> **Exercise goal**: Each entry has to be printed again exactly.

> **Data**:
++++++

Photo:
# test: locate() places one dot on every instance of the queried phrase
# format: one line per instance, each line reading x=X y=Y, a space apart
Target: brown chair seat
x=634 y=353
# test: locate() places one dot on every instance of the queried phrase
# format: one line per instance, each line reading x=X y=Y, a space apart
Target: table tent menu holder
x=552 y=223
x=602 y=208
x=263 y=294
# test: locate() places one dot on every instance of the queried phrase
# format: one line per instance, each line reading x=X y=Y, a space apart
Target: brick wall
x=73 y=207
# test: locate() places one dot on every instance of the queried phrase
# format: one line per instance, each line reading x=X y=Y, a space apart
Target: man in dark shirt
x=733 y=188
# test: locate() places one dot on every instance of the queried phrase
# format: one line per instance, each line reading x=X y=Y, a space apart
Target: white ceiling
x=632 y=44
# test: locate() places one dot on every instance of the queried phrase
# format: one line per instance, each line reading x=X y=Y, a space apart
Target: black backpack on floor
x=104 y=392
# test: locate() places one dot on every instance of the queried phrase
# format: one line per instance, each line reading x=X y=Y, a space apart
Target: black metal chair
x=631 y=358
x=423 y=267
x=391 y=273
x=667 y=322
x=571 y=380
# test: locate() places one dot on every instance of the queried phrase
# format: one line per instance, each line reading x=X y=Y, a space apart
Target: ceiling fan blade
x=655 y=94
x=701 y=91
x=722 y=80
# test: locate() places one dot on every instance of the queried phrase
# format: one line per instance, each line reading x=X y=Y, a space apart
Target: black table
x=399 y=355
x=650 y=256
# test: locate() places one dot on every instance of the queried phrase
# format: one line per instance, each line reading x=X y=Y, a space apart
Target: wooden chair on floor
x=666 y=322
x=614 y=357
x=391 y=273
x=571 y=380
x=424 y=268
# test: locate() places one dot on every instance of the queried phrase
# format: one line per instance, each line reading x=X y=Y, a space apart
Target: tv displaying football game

++++++

> **Written solution**:
Photo:
# test: locate() places one dot on every instance of the queried phrase
# format: one line per instance, each line reading x=X y=Y, a space apart
Target: brown chair seat
x=634 y=353
# test: locate() places one dot on every instance of the queried phrase
# format: one line per instance, each line reading x=X y=Y, a space apart
Target: table tent menu holder
x=552 y=223
x=602 y=208
x=263 y=294
# test: locate() places one dot on every instance of the queried phrase
# format: one line per instance, each line reading x=X y=Y, a space apart
Target: brick wall
x=73 y=207
# test: locate() places one dot on every instance of the queried phrase
# format: one line per instance, each line reading x=X y=Y, a space apart
Target: man in dark shirt
x=733 y=188
# test: locate() places one dot on every instance of the queried phrase
# format: one line per instance, each line reading x=X y=Y, a space apart
Target: white ceiling
x=632 y=44
# test: locate() places one dot on every instance of the queried phrase
# format: one line per instance, each line reading x=X y=Y, a space apart
Target: black backpack on floor
x=104 y=392
# test: locate() places one dot on every instance of the queried phrase
# format: one line per instance, each line reading x=X y=Y, a space apart
Target: black metal chair
x=631 y=358
x=423 y=267
x=391 y=273
x=667 y=322
x=571 y=380
# test: locate() places one dot on every instance of the queried phrase
# format: one line per instance, each line reading x=X y=Y, a space apart
Target: ceiling fan blade
x=655 y=94
x=701 y=91
x=722 y=80
# test: locate() places one dot on every instance of the queried phrase
# format: one line per instance, each line reading x=X y=Y, a space apart
Target: black table
x=399 y=355
x=650 y=256
# test: locate() places one dot on every instance of the queried phrase
# format: one line per instance, each line reading x=X y=Y, a space apart
Target: wooden chair on floor
x=666 y=322
x=614 y=357
x=391 y=273
x=571 y=380
x=424 y=268
# test: locate() places one dot on every instance of the queried phrase
# format: one line per instance, each line reading x=X y=Y, a space apart
Target: tv displaying football game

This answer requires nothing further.